#### Your tasks
- A) Answer these questions from the Khlit passage:
(i) What did Chepé Buga catch when he raised one hand?
(ii) From where did Khlit and Chagan run into the hall?
(iii) In how many stories of the saga does Abdul Dost team up with the Cossack?
- B) Duplicate the Khlit passage between "Chepé Buga’s hand" and "almost always succeeds.", inclusive.

#### Document text
+ + + +
Raising one hand, Chepé Buga caught a strand of the girl‘s hair which lay across his face. The girl, who had stretched out her hand to Atagon, sighed regretfully. Yet she did not move her head away.
Chepé Buga’s hand was still fast in her hair. But its weight hung upon the strand, and the Tatar’s eyes were closed when Khlit and Chagan ran from the tower stairs into the hall a moment later.[6]
Over the course of his journeys Khlit may bear some of his own prejudices with him, but his perceptions grow and change: the Cossack first views Tatars as hereditary enemies, then embraces their culture as his own. And then there is the devoted friendship shared between Khlit and Abdul Dost, who teams up with the Cossack in four stories of the saga; an Eastern Orthodox Christian and a Muslim. Both are devout in faiths that have lost little love for one another, yet the men are brothers of the sword. Lamb has no theological or philosophical axe to grind–he aims only to present a cracking good story, and he almost always succeeds.
+ + + +
#### Supplied records
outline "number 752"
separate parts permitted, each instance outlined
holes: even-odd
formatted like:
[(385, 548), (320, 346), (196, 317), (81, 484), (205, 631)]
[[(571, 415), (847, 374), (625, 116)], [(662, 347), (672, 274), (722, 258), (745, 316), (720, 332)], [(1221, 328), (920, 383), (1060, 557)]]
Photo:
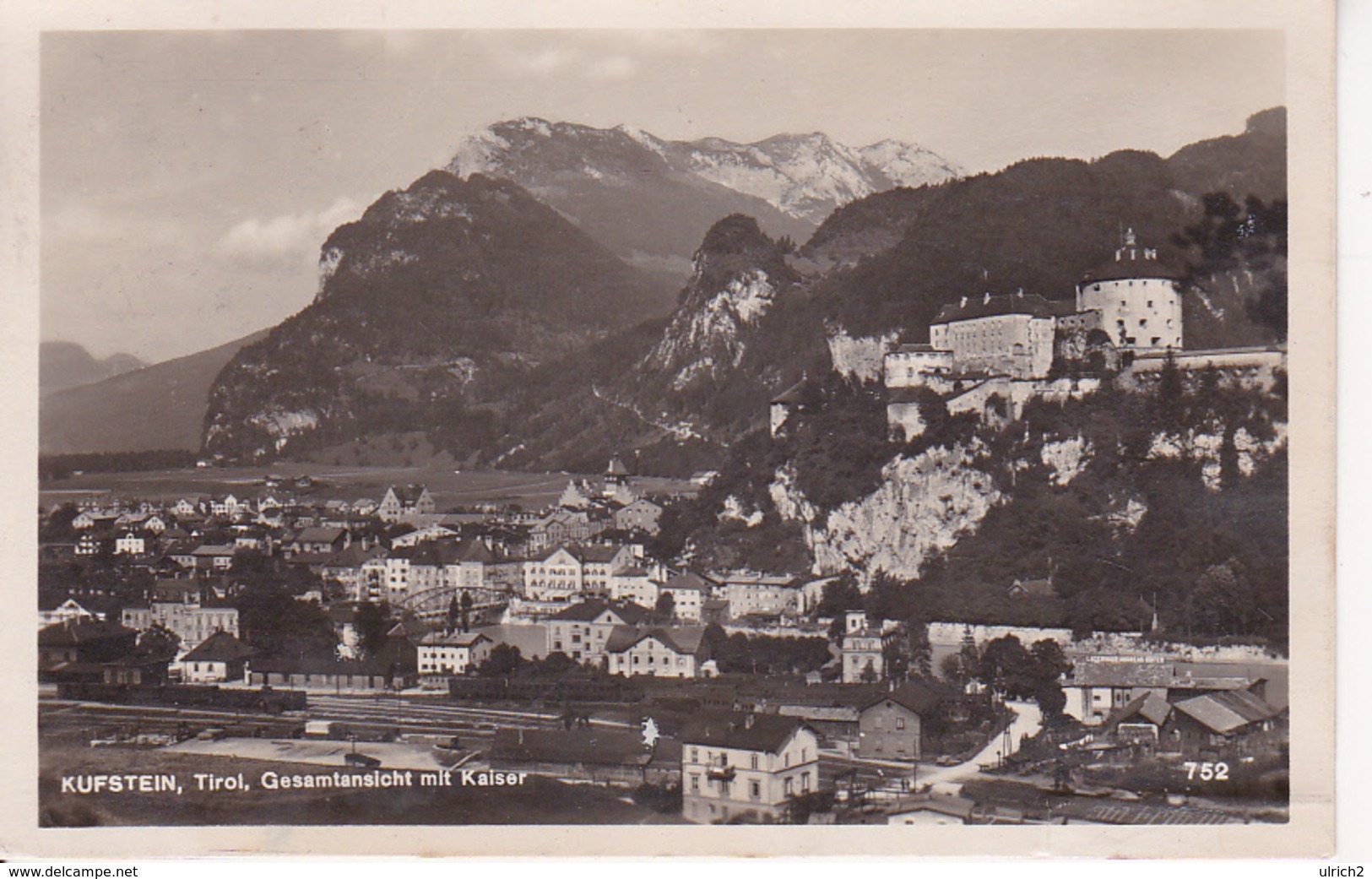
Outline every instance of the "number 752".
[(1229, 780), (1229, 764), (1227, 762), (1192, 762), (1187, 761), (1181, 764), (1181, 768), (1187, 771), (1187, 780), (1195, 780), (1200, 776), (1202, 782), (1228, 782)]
+ + + +
#### Solutions per task
- A)
(i) A strand of the girl's hair that lay across his face.
(ii) From the tower stairs.
(iii) Four.

- B)
Chepé Buga’s hand was still fast in her hair. But its weight hung upon the strand, and the Tatar’s eyes were closed when Khlit and Chagan ran from the tower stairs into the hall a moment later.[6]
Over the course of his journeys Khlit may bear some of his own prejudices with him, but his perceptions grow and change: the Cossack first views Tatars as hereditary enemies, then embraces their culture as his own. And then there is the devoted friendship shared between Khlit and Abdul Dost, who teams up with the Cossack in four stories of the saga; an Eastern Orthodox Christian and a Muslim. Both are devout in faiths that have lost little love for one another, yet the men are brothers of the sword. Lamb has no theological or philosophical axe to grind–he aims only to present a cracking good story, and he almost always succeeds.